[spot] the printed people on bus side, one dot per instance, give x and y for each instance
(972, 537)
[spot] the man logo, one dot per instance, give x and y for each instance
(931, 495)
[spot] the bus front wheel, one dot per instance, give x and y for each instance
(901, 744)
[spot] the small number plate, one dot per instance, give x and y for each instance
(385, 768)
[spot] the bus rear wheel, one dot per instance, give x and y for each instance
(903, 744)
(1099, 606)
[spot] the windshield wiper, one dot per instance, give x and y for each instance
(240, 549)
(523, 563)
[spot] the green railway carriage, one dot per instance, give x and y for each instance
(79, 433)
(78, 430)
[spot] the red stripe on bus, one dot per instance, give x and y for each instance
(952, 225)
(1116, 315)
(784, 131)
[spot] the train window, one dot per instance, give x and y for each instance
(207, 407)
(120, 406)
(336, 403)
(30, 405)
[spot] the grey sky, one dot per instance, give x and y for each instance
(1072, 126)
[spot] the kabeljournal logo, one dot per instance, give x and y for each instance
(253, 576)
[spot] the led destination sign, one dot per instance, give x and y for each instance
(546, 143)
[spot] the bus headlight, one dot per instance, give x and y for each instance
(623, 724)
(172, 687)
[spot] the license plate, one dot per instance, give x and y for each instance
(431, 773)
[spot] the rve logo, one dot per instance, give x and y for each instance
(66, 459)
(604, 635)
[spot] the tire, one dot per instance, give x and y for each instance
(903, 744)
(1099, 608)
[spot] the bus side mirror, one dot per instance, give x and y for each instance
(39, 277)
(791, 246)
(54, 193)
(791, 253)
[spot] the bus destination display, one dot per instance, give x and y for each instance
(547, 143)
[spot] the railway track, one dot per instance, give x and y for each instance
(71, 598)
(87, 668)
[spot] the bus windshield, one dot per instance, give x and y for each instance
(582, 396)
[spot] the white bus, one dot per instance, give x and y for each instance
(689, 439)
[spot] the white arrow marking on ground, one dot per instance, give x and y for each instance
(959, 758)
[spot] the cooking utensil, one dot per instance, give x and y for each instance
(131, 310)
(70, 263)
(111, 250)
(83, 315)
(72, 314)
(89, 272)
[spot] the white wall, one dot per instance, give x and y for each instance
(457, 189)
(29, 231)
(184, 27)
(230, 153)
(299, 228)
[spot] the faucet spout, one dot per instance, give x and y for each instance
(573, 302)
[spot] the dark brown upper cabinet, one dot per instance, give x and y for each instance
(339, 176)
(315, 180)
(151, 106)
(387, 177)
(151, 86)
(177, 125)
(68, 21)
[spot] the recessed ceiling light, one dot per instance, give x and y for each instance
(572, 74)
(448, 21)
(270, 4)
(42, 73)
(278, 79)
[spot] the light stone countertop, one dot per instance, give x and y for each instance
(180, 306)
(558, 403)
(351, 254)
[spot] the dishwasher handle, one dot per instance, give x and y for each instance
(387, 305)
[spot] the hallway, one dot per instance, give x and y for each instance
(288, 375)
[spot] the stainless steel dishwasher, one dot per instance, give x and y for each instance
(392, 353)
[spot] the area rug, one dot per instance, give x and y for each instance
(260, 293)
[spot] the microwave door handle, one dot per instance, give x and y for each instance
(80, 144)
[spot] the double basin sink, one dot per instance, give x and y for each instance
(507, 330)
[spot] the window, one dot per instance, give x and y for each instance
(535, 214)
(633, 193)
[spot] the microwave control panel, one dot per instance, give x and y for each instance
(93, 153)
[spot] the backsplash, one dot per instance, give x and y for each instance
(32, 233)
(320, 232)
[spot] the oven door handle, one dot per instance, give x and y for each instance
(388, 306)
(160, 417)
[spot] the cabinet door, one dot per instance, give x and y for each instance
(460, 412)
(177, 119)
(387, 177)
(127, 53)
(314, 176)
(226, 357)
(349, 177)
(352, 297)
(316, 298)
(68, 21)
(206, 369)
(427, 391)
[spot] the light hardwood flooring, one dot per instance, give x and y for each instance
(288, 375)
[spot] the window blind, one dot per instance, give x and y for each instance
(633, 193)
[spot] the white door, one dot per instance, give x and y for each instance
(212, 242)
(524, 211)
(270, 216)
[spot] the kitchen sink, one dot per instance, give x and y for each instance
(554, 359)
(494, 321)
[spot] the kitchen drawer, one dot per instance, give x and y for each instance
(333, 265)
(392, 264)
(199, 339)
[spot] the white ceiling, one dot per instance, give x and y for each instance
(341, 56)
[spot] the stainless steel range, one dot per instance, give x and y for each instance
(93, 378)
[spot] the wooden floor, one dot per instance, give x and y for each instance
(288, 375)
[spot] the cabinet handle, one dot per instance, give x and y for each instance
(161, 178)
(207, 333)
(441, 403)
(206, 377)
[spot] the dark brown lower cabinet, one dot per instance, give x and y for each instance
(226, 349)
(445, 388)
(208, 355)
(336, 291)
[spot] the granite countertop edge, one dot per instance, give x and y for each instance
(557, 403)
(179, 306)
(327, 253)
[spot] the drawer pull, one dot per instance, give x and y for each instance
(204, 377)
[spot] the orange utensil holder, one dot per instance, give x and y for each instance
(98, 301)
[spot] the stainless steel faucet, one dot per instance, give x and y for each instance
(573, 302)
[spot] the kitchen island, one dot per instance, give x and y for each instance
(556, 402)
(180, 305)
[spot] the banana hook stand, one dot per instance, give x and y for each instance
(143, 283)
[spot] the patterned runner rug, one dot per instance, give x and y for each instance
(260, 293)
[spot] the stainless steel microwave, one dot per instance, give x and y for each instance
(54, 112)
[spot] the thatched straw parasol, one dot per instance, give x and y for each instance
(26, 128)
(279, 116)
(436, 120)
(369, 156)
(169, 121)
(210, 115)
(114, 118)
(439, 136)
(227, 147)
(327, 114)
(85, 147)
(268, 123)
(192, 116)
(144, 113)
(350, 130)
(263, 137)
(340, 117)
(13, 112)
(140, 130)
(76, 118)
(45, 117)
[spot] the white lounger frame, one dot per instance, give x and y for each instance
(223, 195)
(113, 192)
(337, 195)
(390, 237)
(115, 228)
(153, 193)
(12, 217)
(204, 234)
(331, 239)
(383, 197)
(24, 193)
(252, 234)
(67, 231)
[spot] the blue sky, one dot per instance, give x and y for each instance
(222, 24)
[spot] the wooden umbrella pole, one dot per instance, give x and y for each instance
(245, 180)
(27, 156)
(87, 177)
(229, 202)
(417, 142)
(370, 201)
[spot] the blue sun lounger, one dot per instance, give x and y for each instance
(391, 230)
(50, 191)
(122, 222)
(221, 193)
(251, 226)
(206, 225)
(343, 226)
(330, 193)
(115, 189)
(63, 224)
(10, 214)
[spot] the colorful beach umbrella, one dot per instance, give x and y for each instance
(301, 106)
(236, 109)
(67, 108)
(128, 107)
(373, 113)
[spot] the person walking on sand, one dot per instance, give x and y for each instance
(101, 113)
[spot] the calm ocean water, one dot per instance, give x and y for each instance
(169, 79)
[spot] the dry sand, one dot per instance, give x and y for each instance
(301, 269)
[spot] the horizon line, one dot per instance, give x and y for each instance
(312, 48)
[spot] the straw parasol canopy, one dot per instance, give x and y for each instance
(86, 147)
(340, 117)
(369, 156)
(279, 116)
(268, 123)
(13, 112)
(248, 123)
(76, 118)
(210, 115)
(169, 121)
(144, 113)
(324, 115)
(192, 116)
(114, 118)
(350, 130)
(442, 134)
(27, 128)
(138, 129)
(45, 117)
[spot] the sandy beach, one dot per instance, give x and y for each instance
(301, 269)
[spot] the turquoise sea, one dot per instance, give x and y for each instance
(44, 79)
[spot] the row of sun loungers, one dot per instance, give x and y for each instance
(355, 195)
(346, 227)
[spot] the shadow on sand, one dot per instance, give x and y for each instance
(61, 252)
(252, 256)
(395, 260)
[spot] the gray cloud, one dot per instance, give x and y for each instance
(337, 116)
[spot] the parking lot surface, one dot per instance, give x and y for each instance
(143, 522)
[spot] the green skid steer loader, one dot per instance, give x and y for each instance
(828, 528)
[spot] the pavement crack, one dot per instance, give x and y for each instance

....................

Your task is to transcribe the line containing "[spot] the wooden umbrella" and every line after it, through the last line of the data, exactly as written and with nothing more.

[spot] the wooden umbrella pole, one dot per instance, give x and y for each instance
(245, 180)
(27, 156)
(87, 177)
(229, 202)
(417, 142)
(370, 201)
[spot] the blue sun lounger, one dot per instance, give x and y for each instance
(391, 230)
(50, 191)
(122, 222)
(221, 193)
(251, 226)
(206, 225)
(343, 226)
(330, 193)
(115, 189)
(63, 224)
(10, 214)
[spot] the colorful beach umbrella, one dot per instance, give x and y for each instance
(301, 106)
(236, 109)
(67, 108)
(128, 107)
(373, 113)
[spot] the person walking on sand, one dot per instance, give x and y for each instance
(101, 113)
[spot] the calm ocean water, one dot per instance, give x and y for each instance
(169, 79)
[spot] the dry sand, one dot per instance, give x and y for each instance
(301, 269)
[spot] the horizon line, one dot per instance, give x and y for each instance
(312, 48)
[spot] the straw parasol canopy, one dot per instance, give x and y for each instance
(86, 147)
(340, 117)
(369, 156)
(279, 116)
(268, 123)
(13, 112)
(248, 123)
(76, 118)
(210, 115)
(169, 121)
(144, 113)
(324, 115)
(192, 116)
(114, 118)
(350, 130)
(442, 134)
(27, 128)
(138, 129)
(45, 117)
[spot] the sandy beach, one dot per instance, give x and y for each instance
(301, 269)
[spot] the turquoise sea, one dot per instance, give x and y for each instance
(44, 79)
[spot] the row of sun loungers, one dot per instance, give x and y for each instance
(355, 195)
(346, 227)
[spot] the shadow on sand, one dot per instance, give x and y for each instance
(61, 252)
(252, 256)
(395, 260)
[spot] the gray cloud, one dot per instance, give x and y for each instance
(337, 116)
[spot] the parking lot surface, one dot per instance, give x and y for each instance
(143, 522)
[spot] the green skid steer loader, one dot per instance, give x and y for each instance
(828, 528)
[spot] the pavement crack, one dot per instance, give x and y for each instance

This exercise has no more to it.